Read En casa. Una breve historia de la vida privada Online
Authors: Bill Bryson
Tags: #Ensayo, Historia
Los tenedores se consideraban cómicamente melindrosos y poco varoniles… y también peligrosos, todo hay que decirlo. Al tener solo dos afiladas puntas, la probabilidad de pincharse los labios o la lengua era enorme, sobre todo cuando el vino y la alegría debilitaban al comensal. Los fabricantes experimentaron añadiéndole más puntas —a veces hasta seis— antes de establecer, a finales del siglo
XIX
, que cuatro era la cifra con la que la gente parecía sentirse más cómoda. Es difícil asegurar por qué cuatro es el número que induce una sensación óptima de seguridad, pero da la impresión de que es un hecho fundamental en la psicología de las cuberterías.

CONSIGNA:
Según el fragmento sobre los tenedores, ¿por qué se consideraban peligrosos? Explícalo en una a tres oraciones.

MATERIAL:

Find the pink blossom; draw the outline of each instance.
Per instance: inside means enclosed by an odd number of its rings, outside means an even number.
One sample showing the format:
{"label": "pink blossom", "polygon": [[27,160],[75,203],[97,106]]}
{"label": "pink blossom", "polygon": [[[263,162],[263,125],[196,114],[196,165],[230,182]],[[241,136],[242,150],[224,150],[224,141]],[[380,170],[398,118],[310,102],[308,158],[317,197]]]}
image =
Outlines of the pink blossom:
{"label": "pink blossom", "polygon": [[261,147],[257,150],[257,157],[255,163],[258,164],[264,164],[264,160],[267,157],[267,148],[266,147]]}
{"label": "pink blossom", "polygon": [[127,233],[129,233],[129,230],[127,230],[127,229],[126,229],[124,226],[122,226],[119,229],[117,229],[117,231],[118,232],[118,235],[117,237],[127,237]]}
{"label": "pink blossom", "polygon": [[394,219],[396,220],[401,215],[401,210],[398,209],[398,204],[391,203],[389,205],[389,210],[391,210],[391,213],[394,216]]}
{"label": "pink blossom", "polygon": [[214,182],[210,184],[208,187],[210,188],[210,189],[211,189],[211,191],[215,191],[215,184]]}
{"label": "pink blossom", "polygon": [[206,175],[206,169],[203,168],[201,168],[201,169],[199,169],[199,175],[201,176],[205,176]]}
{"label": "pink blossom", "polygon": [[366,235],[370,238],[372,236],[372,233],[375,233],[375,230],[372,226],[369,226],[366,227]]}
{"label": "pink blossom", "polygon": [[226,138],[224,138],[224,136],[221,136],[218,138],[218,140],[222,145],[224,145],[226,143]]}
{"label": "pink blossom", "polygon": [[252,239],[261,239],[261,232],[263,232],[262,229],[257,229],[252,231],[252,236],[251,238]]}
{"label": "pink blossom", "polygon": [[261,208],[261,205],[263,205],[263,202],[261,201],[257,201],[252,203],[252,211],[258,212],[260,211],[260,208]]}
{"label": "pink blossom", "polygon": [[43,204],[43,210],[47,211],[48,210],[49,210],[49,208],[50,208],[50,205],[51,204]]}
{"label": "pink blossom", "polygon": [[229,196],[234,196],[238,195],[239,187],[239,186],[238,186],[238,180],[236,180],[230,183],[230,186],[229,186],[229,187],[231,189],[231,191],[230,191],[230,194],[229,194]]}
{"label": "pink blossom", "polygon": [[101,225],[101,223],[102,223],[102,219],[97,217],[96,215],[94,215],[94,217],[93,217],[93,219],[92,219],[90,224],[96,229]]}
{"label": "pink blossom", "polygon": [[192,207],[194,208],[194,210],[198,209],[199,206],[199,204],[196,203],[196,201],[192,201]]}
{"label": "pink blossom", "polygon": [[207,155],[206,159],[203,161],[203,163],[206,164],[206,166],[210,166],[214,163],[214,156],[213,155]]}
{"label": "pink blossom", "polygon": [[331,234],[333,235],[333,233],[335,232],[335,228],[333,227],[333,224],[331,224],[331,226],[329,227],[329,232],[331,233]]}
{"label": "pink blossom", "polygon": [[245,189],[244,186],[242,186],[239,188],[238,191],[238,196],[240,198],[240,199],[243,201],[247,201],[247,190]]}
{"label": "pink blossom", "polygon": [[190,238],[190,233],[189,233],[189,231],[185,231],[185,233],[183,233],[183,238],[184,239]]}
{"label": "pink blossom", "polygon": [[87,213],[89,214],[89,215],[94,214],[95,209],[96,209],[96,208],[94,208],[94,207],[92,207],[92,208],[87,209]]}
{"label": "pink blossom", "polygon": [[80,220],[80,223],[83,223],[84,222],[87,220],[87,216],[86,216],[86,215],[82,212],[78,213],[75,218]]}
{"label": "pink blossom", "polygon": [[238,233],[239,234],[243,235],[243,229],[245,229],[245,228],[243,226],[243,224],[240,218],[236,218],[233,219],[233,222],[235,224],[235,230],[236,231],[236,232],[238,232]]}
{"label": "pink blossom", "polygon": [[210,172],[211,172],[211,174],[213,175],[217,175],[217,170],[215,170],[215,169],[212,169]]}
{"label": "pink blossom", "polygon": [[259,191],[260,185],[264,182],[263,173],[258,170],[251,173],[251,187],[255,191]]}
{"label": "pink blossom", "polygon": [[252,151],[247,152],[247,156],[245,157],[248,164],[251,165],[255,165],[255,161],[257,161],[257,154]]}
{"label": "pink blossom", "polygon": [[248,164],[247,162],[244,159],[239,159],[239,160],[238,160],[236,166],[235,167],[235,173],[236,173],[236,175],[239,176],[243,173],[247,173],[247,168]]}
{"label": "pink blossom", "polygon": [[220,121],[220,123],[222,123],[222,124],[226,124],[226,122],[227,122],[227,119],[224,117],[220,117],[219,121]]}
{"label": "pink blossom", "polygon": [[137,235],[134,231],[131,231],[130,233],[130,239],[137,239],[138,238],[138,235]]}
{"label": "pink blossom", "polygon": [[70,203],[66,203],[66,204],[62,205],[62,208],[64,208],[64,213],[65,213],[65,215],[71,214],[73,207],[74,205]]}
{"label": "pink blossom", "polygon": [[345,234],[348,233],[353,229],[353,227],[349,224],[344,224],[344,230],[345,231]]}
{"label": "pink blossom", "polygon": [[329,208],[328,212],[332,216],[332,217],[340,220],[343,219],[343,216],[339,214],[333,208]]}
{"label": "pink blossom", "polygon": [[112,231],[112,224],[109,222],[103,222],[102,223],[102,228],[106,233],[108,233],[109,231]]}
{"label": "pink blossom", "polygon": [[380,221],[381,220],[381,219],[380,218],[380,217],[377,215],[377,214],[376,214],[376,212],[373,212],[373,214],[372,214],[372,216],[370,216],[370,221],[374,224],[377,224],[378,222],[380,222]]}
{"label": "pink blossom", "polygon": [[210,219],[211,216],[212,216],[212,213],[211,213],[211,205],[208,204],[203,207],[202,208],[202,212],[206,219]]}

EJERCICIO RESUELTO:
Se consideraban peligrosos porque solo tenían dos puntas afiladas, y eso hacía enorme la probabilidad de pincharse los labios o la lengua. El riesgo era mayor cuando el vino y la alegría debilitaban al comensal.